> Your objective: Give every one of the entries below as a numbered list, leaving out any blank lines.

> Given information:
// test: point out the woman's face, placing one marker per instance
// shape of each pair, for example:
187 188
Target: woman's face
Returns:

> Answer to this task:
1. // test: point out the woman's face, placing one marker per instance
2. // shape of each pair, for example:
3. 187 188
4. Target: woman's face
5. Returns:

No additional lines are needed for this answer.